§ Цитируемый текст
Святые источники, камни, деревья и озёра, места посещения святых и появления икон имеют более локальный характер и ограничивают свой ареал влияния несколькими сельскими населёнными пунктами [8; 10]. Иногда комплексы традиционной культуры включены в религиозные комплексы, на них могут находиться алтари храмов, но иногда они являются альтернативой церковному приходу. Для большинства таких объектов характерен институт «смотрителя» - наиболее уважаемого в локальной общине человека, осуществляющего уход и обеспечивающего сохранность данного комплекса.

Ещё более локальное значение имеют классические палимпсесты - шведские, французские, татарские горы, камни-портные и т.п. Но и для них характерен институт «смотрителя», который также заботится о сохранении секретности расположения объекта от «чужаков». Механизм наслоения информации в таких палимпсестах связан со сменой завоевателей, вторгавшихся на данную территорию. Так, татарские, французские горы когда-то были шведскими, а до этого могли быть татарскими и т.п. Большинство данных объектов представляет собой классические курганные могильники, обычно балтского, но часто и славянского генезиса. Иногда это могут быть также раннесредневековые городища. Основной сюжет легенд, связанных с ними, - они были нанесены шапками врагов, которые когда-то проходили по этой территории (татар, шведов, французов). Автор разговаривал с жительницей г. Туров Гомельской области Беларуси, которая утверждала, что известное городище Бечи раннего железного века - на самом деле гора, которую нанесли касками немцы во время Великой Отечественной войны. При этом она ссылалась на маму и многочисленных соседей. Однако пожилые жители не смогли точно вспомнить, какие именно враги «нанесли» эту гору головными уборами. Назывались не только немцы времён обеих мировых войн, но и французы. Это классическая демонстрация постепенной смены слоёв палимпсеста.

Точечные отметки на фотографиях:
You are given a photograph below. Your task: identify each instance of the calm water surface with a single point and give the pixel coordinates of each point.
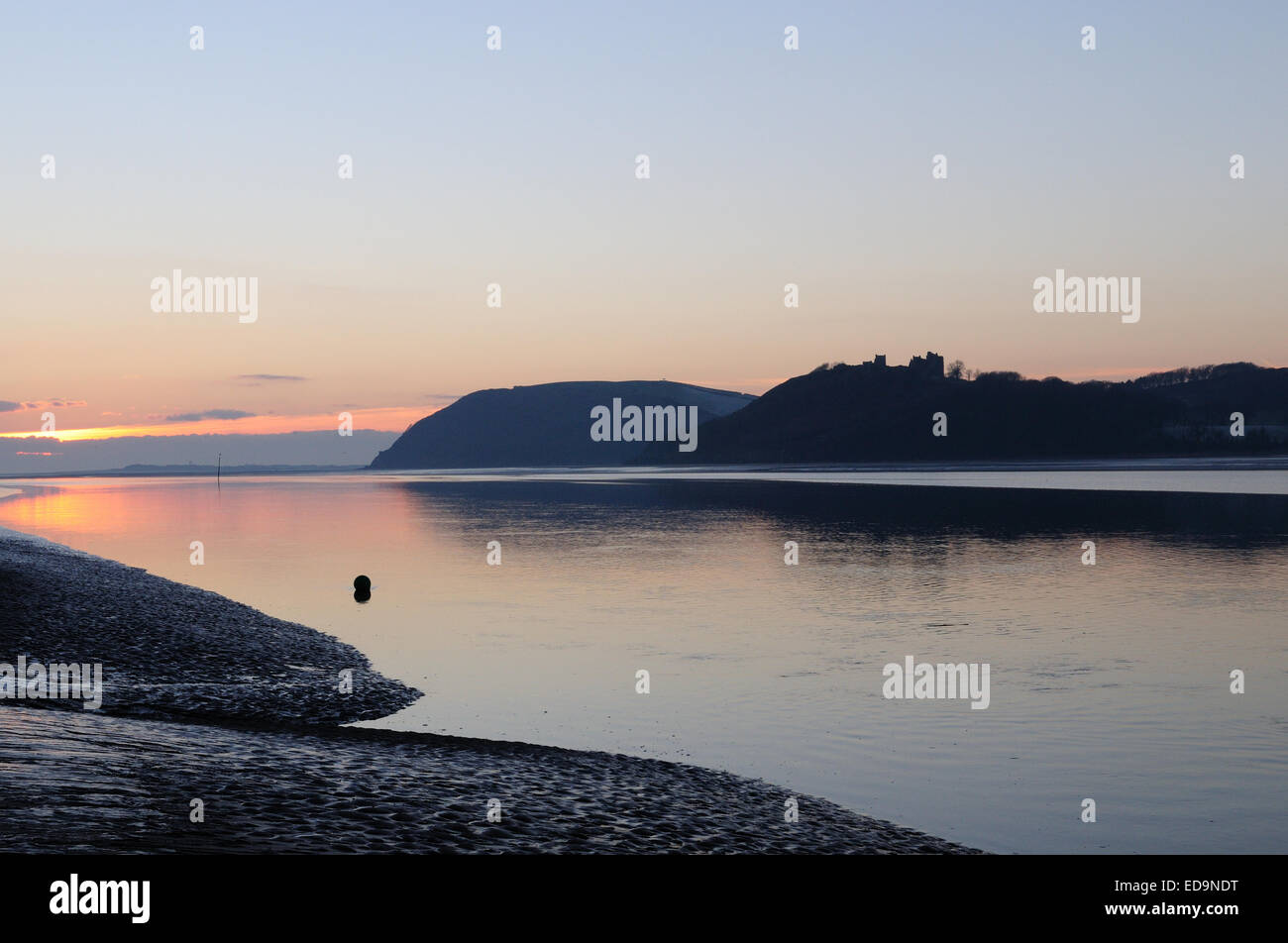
(1108, 681)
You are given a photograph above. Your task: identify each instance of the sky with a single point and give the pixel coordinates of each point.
(518, 167)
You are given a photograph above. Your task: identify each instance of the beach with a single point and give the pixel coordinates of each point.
(215, 711)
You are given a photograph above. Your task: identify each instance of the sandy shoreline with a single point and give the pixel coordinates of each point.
(274, 771)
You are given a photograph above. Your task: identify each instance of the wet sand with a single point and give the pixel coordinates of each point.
(209, 699)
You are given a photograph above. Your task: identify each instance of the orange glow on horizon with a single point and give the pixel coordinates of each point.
(382, 419)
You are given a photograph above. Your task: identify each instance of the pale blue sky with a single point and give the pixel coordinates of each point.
(768, 166)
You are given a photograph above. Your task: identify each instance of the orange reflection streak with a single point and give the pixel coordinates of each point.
(385, 419)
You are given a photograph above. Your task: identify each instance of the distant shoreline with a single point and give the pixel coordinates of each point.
(207, 698)
(1261, 463)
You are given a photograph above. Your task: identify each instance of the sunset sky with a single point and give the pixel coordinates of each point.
(518, 167)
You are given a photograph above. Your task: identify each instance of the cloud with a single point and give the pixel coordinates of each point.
(42, 405)
(207, 414)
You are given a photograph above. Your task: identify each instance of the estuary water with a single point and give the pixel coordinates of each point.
(1107, 681)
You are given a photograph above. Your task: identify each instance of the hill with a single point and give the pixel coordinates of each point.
(542, 425)
(848, 414)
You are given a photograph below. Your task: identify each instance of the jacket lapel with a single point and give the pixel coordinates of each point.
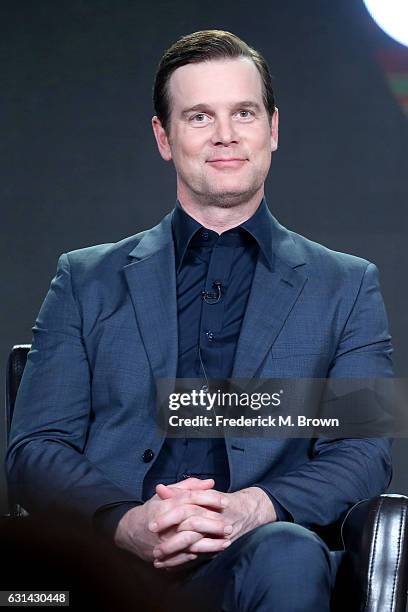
(273, 294)
(151, 278)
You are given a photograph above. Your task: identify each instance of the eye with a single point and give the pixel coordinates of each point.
(245, 114)
(199, 118)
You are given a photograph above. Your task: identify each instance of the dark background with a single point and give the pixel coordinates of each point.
(79, 164)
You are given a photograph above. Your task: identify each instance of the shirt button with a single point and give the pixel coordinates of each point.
(148, 455)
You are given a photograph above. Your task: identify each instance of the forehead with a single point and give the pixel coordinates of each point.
(215, 82)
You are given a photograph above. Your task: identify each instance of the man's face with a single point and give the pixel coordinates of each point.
(219, 136)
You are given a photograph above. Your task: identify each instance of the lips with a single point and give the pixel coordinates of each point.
(230, 162)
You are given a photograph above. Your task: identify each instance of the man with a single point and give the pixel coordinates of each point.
(235, 517)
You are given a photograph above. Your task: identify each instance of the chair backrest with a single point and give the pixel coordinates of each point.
(15, 368)
(14, 372)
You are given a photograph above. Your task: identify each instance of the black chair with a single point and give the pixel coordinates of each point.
(374, 574)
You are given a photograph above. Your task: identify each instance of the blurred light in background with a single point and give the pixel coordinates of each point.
(391, 16)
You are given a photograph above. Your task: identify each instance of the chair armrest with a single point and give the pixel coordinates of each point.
(374, 535)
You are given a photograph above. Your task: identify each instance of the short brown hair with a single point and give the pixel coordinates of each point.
(204, 46)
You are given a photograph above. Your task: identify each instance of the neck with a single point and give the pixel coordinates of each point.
(221, 216)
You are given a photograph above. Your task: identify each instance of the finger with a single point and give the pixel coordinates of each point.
(204, 525)
(209, 545)
(177, 515)
(176, 544)
(174, 561)
(167, 491)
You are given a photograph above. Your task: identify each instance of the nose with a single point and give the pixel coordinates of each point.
(224, 132)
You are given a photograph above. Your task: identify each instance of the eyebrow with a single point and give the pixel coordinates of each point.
(207, 109)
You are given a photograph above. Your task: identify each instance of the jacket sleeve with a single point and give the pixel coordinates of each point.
(45, 462)
(344, 471)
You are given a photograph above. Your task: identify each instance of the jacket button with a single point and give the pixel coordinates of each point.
(148, 455)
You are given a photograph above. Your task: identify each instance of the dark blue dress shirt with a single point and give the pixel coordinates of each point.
(222, 265)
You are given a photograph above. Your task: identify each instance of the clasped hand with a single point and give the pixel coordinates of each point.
(189, 518)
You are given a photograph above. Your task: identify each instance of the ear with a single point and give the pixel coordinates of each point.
(275, 130)
(161, 139)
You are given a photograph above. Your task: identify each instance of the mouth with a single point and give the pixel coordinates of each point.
(232, 162)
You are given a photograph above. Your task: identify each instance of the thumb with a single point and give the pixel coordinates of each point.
(165, 492)
(168, 491)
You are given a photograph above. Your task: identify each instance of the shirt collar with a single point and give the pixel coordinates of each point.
(259, 226)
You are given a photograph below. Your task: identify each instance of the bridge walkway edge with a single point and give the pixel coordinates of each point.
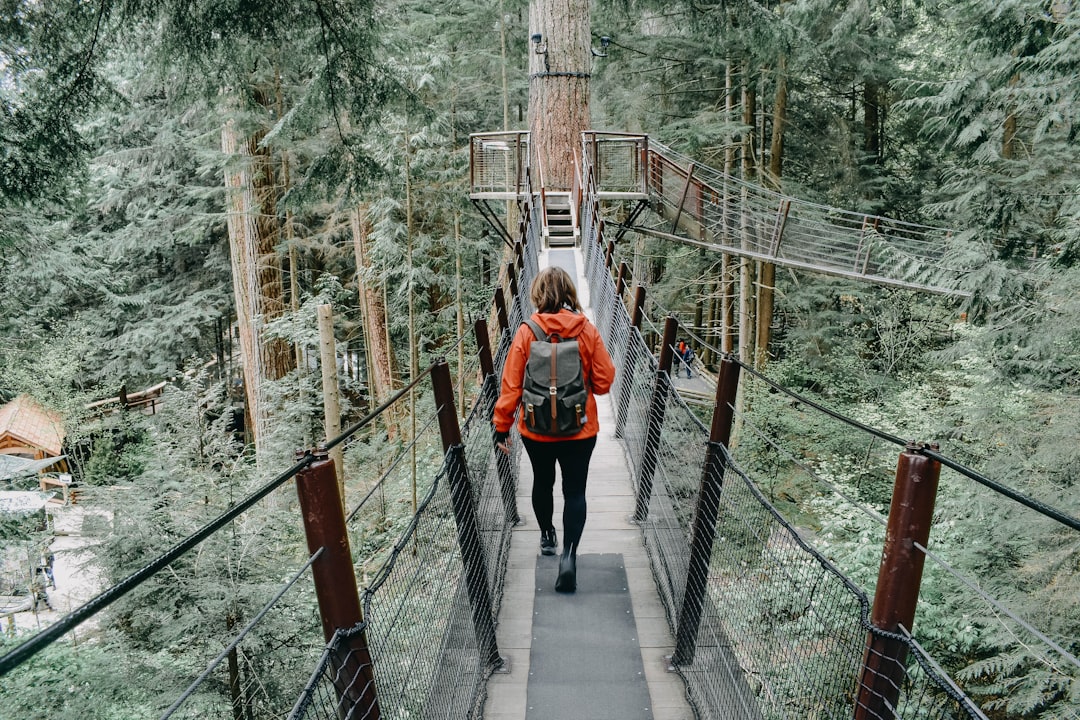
(610, 497)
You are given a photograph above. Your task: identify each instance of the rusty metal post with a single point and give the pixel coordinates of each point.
(512, 274)
(500, 309)
(335, 580)
(635, 316)
(620, 284)
(464, 514)
(703, 531)
(484, 348)
(508, 484)
(657, 408)
(624, 388)
(899, 579)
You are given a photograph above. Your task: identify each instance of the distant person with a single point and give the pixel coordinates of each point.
(686, 356)
(557, 313)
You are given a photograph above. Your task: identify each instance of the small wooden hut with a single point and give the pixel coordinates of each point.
(29, 431)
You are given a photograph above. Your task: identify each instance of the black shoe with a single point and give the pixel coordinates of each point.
(567, 581)
(548, 542)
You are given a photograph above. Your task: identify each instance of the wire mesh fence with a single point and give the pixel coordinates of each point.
(781, 632)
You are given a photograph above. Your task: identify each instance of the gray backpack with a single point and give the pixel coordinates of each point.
(553, 392)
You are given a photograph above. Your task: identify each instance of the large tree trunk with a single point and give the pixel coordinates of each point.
(872, 125)
(766, 285)
(558, 87)
(745, 265)
(251, 193)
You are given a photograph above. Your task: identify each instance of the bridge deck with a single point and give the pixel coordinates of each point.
(585, 649)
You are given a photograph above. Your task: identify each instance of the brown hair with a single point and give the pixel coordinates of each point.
(552, 288)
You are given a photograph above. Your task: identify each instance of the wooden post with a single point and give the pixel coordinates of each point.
(508, 483)
(464, 514)
(898, 587)
(335, 580)
(703, 531)
(332, 404)
(657, 409)
(620, 284)
(624, 388)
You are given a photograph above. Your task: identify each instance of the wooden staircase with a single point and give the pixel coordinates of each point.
(559, 227)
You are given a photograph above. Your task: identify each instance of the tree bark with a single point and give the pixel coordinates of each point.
(558, 87)
(256, 269)
(872, 131)
(745, 266)
(766, 285)
(1009, 137)
(728, 260)
(374, 314)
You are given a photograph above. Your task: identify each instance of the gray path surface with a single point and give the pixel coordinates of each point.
(585, 661)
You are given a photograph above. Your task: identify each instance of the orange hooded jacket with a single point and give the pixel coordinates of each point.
(596, 367)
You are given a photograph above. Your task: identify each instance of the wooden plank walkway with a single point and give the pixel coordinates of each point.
(610, 498)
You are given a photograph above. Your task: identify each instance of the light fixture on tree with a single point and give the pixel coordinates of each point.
(540, 48)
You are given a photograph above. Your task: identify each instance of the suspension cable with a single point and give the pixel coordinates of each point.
(379, 410)
(90, 609)
(243, 634)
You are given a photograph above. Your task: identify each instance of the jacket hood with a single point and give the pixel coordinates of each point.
(565, 323)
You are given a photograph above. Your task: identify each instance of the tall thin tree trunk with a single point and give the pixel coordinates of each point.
(413, 350)
(374, 313)
(1009, 137)
(767, 280)
(256, 270)
(746, 266)
(559, 68)
(872, 130)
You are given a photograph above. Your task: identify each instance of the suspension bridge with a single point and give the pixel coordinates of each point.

§ Необходимые действия
(1) Назовите всех врагов, которых цитируемый текст перечисляет в скобках, излагая основной сюжет легенд о таких горах.
(2) С чем, согласно цитируемому тексту, связан механизм наслоения информации в классических палимпсестах? Ответьте в одном–трёх предложениях.
(3) Повторите отрывок из цитируемого текста, начиная со слов «Святые источники, камни, деревья» и продолжая вплоть до слов «сохранность данного комплекса.».

§ Ответы к заданиям
(1) Татары, шведы, французы.

(2) Механизм наслоения информации связан со сменой завоевателей, вторгавшихся на данную территорию. Поэтому татарские и французские горы когда-то были шведскими, а до этого могли быть татарскими.

(3)
Святые источники, камни, деревья и озёра, места посещения святых и появления икон имеют более локальный характер и ограничивают свой ареал влияния несколькими сельскими населёнными пунктами [8; 10]. Иногда комплексы традиционной культуры включены в религиозные комплексы, на них могут находиться алтари храмов, но иногда они являются альтернативой церковному приходу. Для большинства таких объектов характерен институт «смотрителя» - наиболее уважаемого в локальной общине человека, осуществляющего уход и обеспечивающего сохранность данного комплекса.